A signature of the non-Hermiticity of the system is fluctuations of the overall intensity when spectrally broad wave packets are propagating. In particular, placing sublattice-specific single-site excitations results in different total intensities. This is in stark contrast to the Hermitian regime where the orthogonality of eigenstates fundamentally precludes such a difference. In our experiments, we indeed find that the intensities resulting from excitations on sublattice A on average exceed those placed on sublattice B by approximately (19.4 ± 2.5)%, in line with the numerical value of (13.6 ± 1.2)% and substantially larger than the (1.9 ± 5.0)% observed due to the slightly non-uniform injection efficiencies in the Hermitian reference system.

In conclusion, we have presented experimental evidence of the existence of a non-Hermitian topological insulator with a real-valued energy spectrum—an important missing link between the realms of topology and non-Hermiticity. In particular, the spatiotemporal distribution of gain and loss ensures that the generalized PT symmetry is protected against spontaneous symmetry breaking; that is, the arrangement remains pseudo-Hermitian regardless of the magnitude of the applied gain–loss contrast. The lattice design allows for the two counter-propagating topological channels to be spatially separated along the ‘bearded’-type edge. We have shown that this chiral transport is robust against single-site defects, which are circumnavigated in a sublattice-specific fashion, underlining the topological nature of our system, which can be extended to all PT-symmetric topological insulators. Interestingly, our approach allows us to interpret the evolution direction as a third spatial dimension instead of as a temporal one50, permitting the experimental investigation of the impact of non-Hermiticities on topological singularities in higher-dimensional systems. Furthermore, while our experiments were conducted on a photonic set-up, the underlying non-Hermitian Floquet protocol can readily be generalized to any platform that allows for the implementation of discrete coupling steps and dynamic control of loss or gain, ranging from topological acoustics51 to topolectrical circuits52. Along these lines, the rich interplay between complex modulation and topology in open systems is brought into the reach of future experiments by the robust nature of the topological PT-symmetric Floquet protocol presented here, providing a pathway to exploit the dynamical properties of non-Hermitian topological systems without the instabilities entailed by complex spectra.

> _Stored items_

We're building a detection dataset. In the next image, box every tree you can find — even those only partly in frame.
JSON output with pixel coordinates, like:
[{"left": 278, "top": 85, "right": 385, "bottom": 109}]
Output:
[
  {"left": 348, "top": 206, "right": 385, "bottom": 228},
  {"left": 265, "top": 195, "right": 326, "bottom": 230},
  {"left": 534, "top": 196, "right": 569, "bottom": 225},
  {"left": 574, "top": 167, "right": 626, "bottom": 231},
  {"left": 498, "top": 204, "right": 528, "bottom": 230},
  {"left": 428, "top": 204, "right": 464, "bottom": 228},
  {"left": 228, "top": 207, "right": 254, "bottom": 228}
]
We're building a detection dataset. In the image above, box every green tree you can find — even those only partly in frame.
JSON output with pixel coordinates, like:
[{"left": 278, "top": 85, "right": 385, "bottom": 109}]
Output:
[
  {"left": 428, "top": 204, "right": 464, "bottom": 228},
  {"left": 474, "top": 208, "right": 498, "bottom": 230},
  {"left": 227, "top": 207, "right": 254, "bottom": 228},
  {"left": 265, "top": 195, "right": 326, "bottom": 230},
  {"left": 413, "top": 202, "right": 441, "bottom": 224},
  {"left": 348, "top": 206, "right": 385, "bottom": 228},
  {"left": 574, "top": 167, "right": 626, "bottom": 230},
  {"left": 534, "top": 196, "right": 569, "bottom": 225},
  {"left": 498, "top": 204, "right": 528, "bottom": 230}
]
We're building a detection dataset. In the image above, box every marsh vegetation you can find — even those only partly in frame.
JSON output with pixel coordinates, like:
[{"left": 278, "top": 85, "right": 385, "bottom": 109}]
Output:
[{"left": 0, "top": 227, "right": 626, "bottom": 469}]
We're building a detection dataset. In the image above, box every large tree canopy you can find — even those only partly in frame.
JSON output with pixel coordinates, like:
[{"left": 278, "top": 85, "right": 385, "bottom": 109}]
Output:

> _REQUIREMENTS_
(a) In the excerpt on non-Hermitian topological insulators, condense the paragraph beginning "A signature of the non-Hermiticity" into a short bulleted list that keeps its main facts.
(b) Reproduce the passage of the excerpt on non-Hermitian topological insulators from "A signature of" up to and including "Hermitian reference system.".
(c) Decide whether each statement agrees with the excerpt on non-Hermitian topological insulators, answering yes or no and quoting the words that settle it: (i) In the experiments, excitations on sublattice A gave higher intensities on average than those on sublattice B. (ii) The experiments were carried out on an acoustic set-up. (iii) The chiral transport is robust against single-site defects.
This material comes from a source separate from the excerpt on non-Hermitian topological insulators.

> _TASK RESULTS_
(a)
- Fluctuations in overall intensity during the propagation of spectrally broad wave packets signal the system's non-Hermiticity.
- Single-site excitations on different sublattices give different total intensities, which the orthogonality of eigenstates rules out in the Hermitian regime.
- In experiments, excitations on sublattice A exceeded those on sublattice B by about (19.4 ± 2.5)% on average.
- This fits the numerical value of (13.6 ± 1.2)%.
- It is well above the (1.9 ± 5.0)% seen in the Hermitian reference system, where that difference comes from slightly non-uniform injection efficiencies.

(b)
A signature of the non-Hermiticity of the system is fluctuations of the overall intensity when spectrally broad wave packets are propagating. In particular, placing sublattice-specific single-site excitations results in different total intensities. This is in stark contrast to the Hermitian regime where the orthogonality of eigenstates fundamentally precludes such a difference. In our experiments, we indeed find that the intensities resulting from excitations on sublattice A on average exceed those placed on sublattice B by approximately (19.4 ± 2.5)%, in line with the numerical value of (13.6 ± 1.2)% and substantially larger than the (1.9 ± 5.0)% observed due to the slightly non-uniform injection efficiencies in the Hermitian reference system.

(c)
(i) Yes: "the intensities resulting from excitations on sublattice A on average exceed those placed on sublattice B by approximately (19.4 ± 2.5)%"
(ii) No: "while our experiments were conducted on a photonic set-up"
(iii) Yes: "this chiral transport is robust against single-site defects"